Article

RalfJ (May 12 2020 at 19:51, on Zulip):

Indeed when you have a reference it and all its "descendants" may only be used to access size_of_val(r) many bytes (Cc https://github.com/rust-lang/unsafe-code-guidelines/issues/134)

RalfJ (May 12 2020 at 19:52, on Zulip):

so for the original question @Peter Rabbit , you'd want to go from a *mut Foo to a *mut u8 (to the data field) without intermediate references. the best but unstable way to do that is &raw; the only table way I think is manual offset computations.

RalfJ (May 12 2020 at 19:53, on Zulip):

your other variant is probably passing in Miri because Miri is currently not trying to tell multiple raw ptrs to the same data apart -- but that is a Miri deficiency, we'll likely have to "close that hole" if we want to actually match what LLVM does

Peter Rabbit (May 12 2020 at 20:52, on Zulip):

@RalfJ So just to clarify and be absolutely certain...

What is asked
Write out the part of the Rust pointer discussion between "RalfJ (May 12 2020 at 19:52, on" and "be absolutely certain...", inclusive, word for word. The lines after this have nothing to do with the work here.

Recorded information

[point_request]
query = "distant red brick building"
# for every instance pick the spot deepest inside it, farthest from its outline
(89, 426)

Exercise response
RalfJ (May 12 2020 at 19:52, on Zulip):

so for the original question @Peter Rabbit , you'd want to go from a *mut Foo to a *mut u8 (to the data field) without intermediate references. the best but unstable way to do that is &raw; the only table way I think is manual offset computations.

RalfJ (May 12 2020 at 19:53, on Zulip):

your other variant is probably passing in Miri because Miri is currently not trying to tell multiple raw ptrs to the same data apart -- but that is a Miri deficiency, we'll likely have to "close that hole" if we want to actually match what LLVM does

Peter Rabbit (May 12 2020 at 20:52, on Zulip):

@RalfJ So just to clarify and be absolutely certain...